#### [TASK REQUIREMENTS]
The answer should consist solely of the lines from the first one below through the line containing "Localize woman in crowd in this screenshot.", copied exactly.

[Opening SUPPLIED DATA section]

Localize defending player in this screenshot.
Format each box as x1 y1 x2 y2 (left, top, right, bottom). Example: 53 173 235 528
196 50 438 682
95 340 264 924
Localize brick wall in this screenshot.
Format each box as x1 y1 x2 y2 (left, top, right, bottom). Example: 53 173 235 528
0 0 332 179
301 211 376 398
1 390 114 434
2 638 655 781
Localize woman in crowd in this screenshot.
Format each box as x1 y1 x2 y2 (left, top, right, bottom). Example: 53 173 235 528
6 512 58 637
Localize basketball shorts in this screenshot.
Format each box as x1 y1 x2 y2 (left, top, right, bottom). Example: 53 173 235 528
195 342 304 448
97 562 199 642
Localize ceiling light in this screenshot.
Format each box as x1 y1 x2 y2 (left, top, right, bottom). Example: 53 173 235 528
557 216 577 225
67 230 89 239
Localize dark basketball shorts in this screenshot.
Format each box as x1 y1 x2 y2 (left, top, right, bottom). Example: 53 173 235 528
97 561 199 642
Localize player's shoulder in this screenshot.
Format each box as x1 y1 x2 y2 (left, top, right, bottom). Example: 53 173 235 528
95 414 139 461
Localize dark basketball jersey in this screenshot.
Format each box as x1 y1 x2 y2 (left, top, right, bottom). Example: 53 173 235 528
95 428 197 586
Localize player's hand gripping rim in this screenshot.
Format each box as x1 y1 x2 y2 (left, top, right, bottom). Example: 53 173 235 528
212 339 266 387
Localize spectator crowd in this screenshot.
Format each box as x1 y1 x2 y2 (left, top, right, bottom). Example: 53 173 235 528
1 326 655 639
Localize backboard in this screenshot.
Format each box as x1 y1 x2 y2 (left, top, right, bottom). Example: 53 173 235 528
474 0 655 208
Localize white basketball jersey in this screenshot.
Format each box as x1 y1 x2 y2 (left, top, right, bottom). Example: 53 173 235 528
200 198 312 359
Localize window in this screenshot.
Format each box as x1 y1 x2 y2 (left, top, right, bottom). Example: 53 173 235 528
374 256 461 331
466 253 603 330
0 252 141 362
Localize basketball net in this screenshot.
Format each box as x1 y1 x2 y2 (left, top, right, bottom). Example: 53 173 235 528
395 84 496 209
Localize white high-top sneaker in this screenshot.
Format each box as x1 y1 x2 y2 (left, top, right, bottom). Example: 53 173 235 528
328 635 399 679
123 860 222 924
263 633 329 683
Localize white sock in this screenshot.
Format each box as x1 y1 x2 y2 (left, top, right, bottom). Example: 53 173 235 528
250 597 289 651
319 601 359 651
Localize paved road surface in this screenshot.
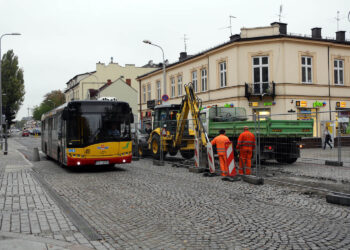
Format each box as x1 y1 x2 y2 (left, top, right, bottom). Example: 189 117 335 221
1 136 349 249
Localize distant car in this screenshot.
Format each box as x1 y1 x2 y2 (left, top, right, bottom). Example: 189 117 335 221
22 130 30 137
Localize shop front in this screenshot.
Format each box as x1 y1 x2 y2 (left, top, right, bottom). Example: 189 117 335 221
295 100 323 137
250 101 274 120
336 101 350 135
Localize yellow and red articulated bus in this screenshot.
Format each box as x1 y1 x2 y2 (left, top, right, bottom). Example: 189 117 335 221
41 100 133 167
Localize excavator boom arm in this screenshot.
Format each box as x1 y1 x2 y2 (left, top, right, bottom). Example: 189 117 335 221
173 83 209 148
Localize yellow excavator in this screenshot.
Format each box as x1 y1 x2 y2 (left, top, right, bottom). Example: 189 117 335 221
147 82 209 160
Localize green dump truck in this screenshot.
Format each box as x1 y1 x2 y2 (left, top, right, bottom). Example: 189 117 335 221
200 107 313 164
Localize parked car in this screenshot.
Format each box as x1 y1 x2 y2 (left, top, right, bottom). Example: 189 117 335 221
22 130 30 137
132 129 151 157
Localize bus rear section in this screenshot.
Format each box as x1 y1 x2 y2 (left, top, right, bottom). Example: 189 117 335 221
42 100 134 167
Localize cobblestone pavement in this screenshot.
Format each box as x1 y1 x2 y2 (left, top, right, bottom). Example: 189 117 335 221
32 160 350 249
0 139 113 250
5 137 350 249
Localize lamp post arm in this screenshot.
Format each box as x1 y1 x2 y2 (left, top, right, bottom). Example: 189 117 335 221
148 43 166 96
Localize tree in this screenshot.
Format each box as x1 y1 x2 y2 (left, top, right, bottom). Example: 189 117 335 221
33 90 65 121
1 50 25 127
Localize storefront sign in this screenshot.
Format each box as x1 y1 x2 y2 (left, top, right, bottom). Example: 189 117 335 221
296 100 307 107
336 101 347 108
313 101 325 108
224 103 234 108
147 100 156 109
264 102 273 106
252 102 259 107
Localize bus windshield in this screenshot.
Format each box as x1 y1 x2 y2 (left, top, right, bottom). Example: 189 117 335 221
66 102 131 147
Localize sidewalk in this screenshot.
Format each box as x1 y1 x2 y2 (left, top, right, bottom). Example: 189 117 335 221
0 139 109 250
300 146 350 167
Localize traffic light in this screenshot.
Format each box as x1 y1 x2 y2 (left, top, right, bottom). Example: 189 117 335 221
4 106 16 125
8 111 16 125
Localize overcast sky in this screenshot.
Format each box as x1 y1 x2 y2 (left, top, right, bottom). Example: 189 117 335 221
1 0 349 119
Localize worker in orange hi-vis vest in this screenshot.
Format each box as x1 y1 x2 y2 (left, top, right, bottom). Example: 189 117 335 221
211 129 230 176
236 126 256 175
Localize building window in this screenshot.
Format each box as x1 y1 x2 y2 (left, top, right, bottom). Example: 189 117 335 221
157 81 161 100
219 62 227 87
147 84 151 101
252 56 269 94
301 56 312 83
177 75 182 96
192 71 198 92
201 68 207 92
334 59 344 85
171 77 175 97
143 85 146 103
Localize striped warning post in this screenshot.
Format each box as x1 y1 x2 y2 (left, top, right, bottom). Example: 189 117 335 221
226 142 236 177
194 138 199 168
207 143 215 173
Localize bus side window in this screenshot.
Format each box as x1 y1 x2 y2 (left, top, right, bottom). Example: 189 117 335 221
58 115 62 139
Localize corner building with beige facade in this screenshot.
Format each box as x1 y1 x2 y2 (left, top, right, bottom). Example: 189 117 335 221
137 22 350 137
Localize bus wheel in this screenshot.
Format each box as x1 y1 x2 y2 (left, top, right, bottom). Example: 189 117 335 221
57 150 64 168
180 150 194 159
151 134 161 159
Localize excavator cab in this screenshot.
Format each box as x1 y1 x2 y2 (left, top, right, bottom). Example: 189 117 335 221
152 104 181 136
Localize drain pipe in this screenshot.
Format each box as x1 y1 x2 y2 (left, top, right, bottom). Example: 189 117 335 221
327 46 331 120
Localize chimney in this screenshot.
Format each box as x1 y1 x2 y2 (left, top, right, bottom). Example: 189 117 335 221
336 31 346 42
311 27 322 39
107 79 112 85
270 22 287 35
179 52 187 61
126 79 131 86
230 34 240 41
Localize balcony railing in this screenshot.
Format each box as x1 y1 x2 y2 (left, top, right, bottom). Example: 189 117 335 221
245 81 275 100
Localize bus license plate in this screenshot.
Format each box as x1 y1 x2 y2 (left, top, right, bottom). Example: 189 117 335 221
95 160 109 165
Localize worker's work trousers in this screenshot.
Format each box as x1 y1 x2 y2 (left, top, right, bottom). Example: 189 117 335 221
218 154 228 176
239 148 253 175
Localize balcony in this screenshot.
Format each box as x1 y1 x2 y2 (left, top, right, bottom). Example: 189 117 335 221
245 81 275 100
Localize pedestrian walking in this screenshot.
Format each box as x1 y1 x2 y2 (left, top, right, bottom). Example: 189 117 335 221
323 127 332 149
211 129 230 176
236 126 256 175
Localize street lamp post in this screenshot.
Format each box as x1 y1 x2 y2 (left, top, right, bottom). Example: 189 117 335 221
0 33 21 153
143 40 167 96
143 40 167 165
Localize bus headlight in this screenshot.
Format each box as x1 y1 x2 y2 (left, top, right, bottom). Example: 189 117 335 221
77 161 81 166
123 159 126 163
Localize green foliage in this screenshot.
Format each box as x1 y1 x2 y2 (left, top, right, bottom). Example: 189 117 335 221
1 50 25 126
33 90 66 121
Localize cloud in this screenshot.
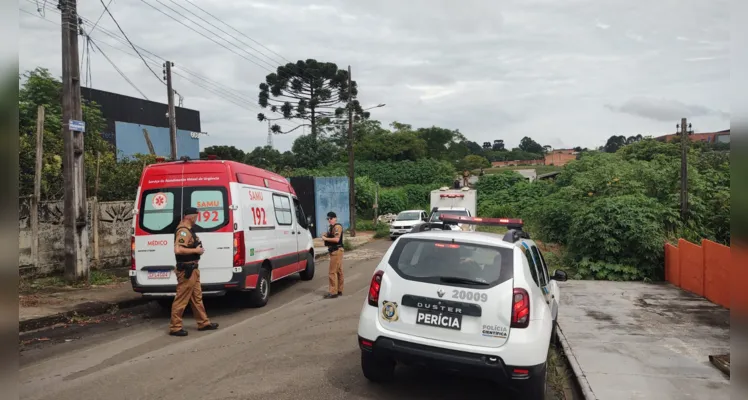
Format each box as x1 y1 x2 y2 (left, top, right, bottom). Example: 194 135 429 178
605 97 730 122
18 0 729 152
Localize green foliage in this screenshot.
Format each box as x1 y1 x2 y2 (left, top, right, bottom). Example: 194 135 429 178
291 134 341 169
460 154 491 170
286 159 454 187
354 176 377 217
373 223 390 239
356 219 376 231
354 128 427 161
518 136 544 154
200 145 246 162
378 188 408 215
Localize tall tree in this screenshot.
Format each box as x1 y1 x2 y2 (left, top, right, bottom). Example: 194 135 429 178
257 59 368 139
518 136 544 154
492 139 505 151
416 126 465 160
603 135 628 153
200 145 246 162
482 141 492 149
291 134 341 168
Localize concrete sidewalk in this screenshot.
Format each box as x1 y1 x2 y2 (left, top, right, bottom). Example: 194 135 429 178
20 232 376 332
557 281 730 400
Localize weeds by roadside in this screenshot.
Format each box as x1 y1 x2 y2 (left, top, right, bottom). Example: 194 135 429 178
19 270 128 295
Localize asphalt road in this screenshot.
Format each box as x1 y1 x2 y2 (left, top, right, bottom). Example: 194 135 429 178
20 240 567 400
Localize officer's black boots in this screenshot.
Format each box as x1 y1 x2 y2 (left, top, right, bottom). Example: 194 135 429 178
198 323 219 331
170 329 188 337
323 293 338 299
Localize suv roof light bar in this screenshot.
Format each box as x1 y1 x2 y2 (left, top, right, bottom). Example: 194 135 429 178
439 215 524 229
438 215 530 243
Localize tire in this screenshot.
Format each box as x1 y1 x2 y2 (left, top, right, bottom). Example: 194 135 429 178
516 363 547 400
361 351 395 383
299 253 315 281
550 319 558 345
247 267 270 308
156 298 173 310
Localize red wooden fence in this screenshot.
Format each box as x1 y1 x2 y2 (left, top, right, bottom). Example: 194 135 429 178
664 239 731 309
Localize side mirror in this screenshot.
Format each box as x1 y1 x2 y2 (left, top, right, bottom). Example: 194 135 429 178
551 269 568 282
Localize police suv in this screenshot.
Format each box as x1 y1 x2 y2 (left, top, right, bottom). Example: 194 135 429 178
356 215 567 399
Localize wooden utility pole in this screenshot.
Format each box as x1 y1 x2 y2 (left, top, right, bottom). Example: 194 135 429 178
347 65 356 237
31 105 45 269
61 0 89 283
678 118 691 221
164 61 177 160
93 152 101 264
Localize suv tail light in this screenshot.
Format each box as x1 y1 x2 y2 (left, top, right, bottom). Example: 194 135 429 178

[Closing SUPPLIED DATA section]

#### [RESULT]
Localize defending player in this screenshot.
Format each box as x1 y1 x2 y2 (left, top, right, bottom). Example: 53 173 235 528
196 50 438 682
95 340 264 924
Localize brick wall in this screenshot.
Format each box as x1 y1 x2 y2 (left, top, right, bottom). Example: 53 173 235 528
0 0 332 179
301 211 376 398
1 390 114 434
2 638 655 781
Localize woman in crowd in this screenshot.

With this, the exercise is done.